>> Begin Record list

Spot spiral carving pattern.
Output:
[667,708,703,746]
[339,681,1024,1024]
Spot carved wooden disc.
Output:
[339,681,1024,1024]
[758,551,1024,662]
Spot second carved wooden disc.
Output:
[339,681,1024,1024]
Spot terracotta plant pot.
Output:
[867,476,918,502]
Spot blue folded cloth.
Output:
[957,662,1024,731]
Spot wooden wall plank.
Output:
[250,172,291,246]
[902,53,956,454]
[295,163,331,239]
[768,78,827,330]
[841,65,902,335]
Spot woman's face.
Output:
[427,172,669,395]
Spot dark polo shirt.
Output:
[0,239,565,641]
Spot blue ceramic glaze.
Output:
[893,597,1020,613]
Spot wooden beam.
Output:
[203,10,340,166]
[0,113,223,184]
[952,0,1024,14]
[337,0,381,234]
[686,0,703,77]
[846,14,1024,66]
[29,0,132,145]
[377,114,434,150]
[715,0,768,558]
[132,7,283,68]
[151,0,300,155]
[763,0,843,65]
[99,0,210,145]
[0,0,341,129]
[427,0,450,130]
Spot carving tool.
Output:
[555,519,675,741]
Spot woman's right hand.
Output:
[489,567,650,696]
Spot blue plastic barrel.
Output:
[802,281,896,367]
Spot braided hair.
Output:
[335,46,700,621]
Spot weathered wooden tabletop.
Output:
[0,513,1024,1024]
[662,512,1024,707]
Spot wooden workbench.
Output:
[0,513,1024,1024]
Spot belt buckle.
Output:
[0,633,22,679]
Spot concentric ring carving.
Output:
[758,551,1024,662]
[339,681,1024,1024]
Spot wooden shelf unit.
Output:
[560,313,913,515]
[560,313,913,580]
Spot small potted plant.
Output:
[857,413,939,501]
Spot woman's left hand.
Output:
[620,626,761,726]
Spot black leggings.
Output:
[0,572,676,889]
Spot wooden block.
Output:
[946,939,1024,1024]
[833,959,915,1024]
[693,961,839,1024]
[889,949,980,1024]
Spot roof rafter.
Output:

>> End Record list

Please copy every row above verbatim, without changing anything.

Spot spiral carving pattern.
Output:
[667,708,703,746]
[339,681,1024,1024]
Spot carved wooden disc.
Output:
[339,681,1024,1024]
[758,551,1024,662]
Spot second carved wooden disc.
Output:
[339,681,1024,1024]
Spot terracotta plant pot.
Output:
[867,476,918,502]
Spot blue folded cloth.
Output:
[957,662,1024,731]
Spot wooden wall plank.
Output:
[250,172,291,246]
[902,53,956,454]
[295,163,331,239]
[768,78,827,330]
[841,65,902,335]
Spot woman's face.
Output:
[427,172,669,395]
Spot dark polo shirt.
Output:
[0,239,565,641]
Spot blue ceramic glaze.
Output:
[893,597,1020,613]
Spot wooden beam.
Output:
[203,10,340,166]
[0,113,223,184]
[952,0,1024,14]
[337,0,381,234]
[686,0,703,77]
[846,14,1024,66]
[29,0,132,145]
[377,114,434,150]
[715,0,768,558]
[132,7,283,68]
[151,0,300,155]
[763,0,843,65]
[99,0,210,145]
[0,0,341,129]
[427,0,450,130]
Spot carving tool.
Output:
[555,519,675,741]
Spot woman's right hand.
Output:
[489,567,650,696]
Spot blue plastic barrel.
Output:
[802,281,896,367]
Spot braided hair.
Output:
[335,46,700,621]
Spot weathered wooden tabletop.
Output:
[0,513,1024,1024]
[662,512,1024,707]
Spot wooden workbench.
Output:
[0,513,1024,1024]
Spot belt buckle.
Output:
[0,633,22,679]
Spot concentric ring carving.
Output:
[758,551,1024,662]
[339,681,1024,1024]
Spot wooden shelf unit.
Output:
[560,313,913,515]
[560,313,913,580]
Spot small potted plant.
Output:
[857,413,939,501]
Spot woman's left hand.
Output:
[620,626,761,726]
Spot black leggings.
Output:
[0,572,676,889]
Spot wooden block.
Output:
[946,939,1024,1024]
[833,959,915,1024]
[693,961,839,1024]
[889,949,980,1024]
Spot roof rafter.
Output:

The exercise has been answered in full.